**EXERCISE INSTRUCTIONS**
The required result is a copy of each line below in which "above" appears.

**RECORDED DATA**
───

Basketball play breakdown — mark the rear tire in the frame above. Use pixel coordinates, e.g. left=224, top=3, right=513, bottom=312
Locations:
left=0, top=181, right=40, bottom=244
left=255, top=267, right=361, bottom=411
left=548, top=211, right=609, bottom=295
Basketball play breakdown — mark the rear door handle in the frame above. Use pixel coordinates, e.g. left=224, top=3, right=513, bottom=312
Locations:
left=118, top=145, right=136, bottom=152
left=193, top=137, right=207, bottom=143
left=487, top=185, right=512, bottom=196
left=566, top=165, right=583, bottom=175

───

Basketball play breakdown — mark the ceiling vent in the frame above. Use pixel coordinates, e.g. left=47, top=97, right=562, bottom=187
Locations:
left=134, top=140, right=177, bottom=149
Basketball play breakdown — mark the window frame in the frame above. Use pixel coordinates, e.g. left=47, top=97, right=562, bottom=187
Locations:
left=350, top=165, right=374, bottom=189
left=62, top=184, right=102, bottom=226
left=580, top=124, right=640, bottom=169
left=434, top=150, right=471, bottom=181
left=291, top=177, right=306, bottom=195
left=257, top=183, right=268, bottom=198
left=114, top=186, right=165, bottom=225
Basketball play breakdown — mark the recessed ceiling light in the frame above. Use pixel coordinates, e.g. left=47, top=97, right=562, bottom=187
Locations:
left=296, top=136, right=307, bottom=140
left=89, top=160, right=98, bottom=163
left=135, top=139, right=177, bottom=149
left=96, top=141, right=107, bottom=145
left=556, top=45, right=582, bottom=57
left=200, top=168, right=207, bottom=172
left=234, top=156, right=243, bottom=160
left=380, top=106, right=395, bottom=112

───

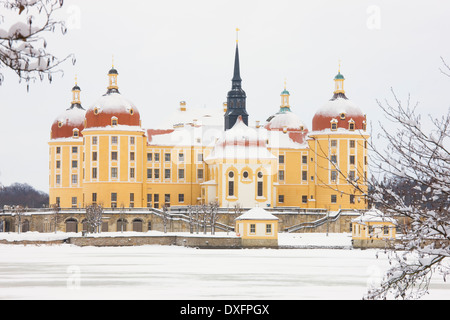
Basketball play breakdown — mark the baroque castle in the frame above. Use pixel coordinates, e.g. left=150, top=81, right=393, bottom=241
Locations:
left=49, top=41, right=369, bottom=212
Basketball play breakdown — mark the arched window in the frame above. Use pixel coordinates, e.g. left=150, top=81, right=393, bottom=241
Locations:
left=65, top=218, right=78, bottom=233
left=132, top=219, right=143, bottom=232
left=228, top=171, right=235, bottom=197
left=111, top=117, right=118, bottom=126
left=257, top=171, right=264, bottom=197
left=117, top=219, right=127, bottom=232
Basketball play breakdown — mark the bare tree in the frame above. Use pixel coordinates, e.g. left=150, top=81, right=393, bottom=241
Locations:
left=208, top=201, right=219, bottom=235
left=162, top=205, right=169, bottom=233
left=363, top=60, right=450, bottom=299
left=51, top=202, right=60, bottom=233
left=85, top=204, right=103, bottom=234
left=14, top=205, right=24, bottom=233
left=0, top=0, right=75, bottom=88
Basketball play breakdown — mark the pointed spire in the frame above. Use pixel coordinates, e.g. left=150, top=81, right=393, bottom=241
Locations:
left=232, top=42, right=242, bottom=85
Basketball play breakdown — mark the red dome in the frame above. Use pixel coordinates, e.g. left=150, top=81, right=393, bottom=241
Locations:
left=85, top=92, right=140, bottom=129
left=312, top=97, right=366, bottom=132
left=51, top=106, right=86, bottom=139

───

**EXERCISE RESULT**
Basketball play breakdown — mark the rear tire in the frame above. Use pixel coordinates, e.g. left=224, top=3, right=513, bottom=312
Basketball play breakdown — mark the rear door handle in the frame above. Use pixel coordinates, e.g. left=224, top=3, right=513, bottom=312
Basketball play breakdown — mark the ceiling vent in the frame above. Use pixel coordinates, e.g. left=47, top=97, right=562, bottom=187
Basketball play breakdown — mark the window frame in the frame above. Use pixel coordinates, e.g. left=47, top=97, right=562, bottom=187
Basketball play breakdown — mark the recessed ceiling light in the frame above. Use pixel coordinates, e.g. left=47, top=97, right=562, bottom=187
Basketball play breakdown — mark the baroque castle in the frame above. Use pixel coordinates, e.g. left=150, top=81, right=393, bottom=241
Basketball play breakdown — mark the arched window in the frame above. Use pixel coordinates, e.g. left=150, top=81, right=393, bottom=241
Basketball play breakdown — mark the bare tree in the frame above. Use pixel coordinates, e.g. left=150, top=81, right=393, bottom=241
Basketball play breakdown — mark the pointed spire in the frame above. Use pixel coordinates, e.g. left=150, top=81, right=393, bottom=241
Basketball play breakdown — mark the red dome in the frame above. Use pixel coordinates, e.g. left=150, top=81, right=393, bottom=241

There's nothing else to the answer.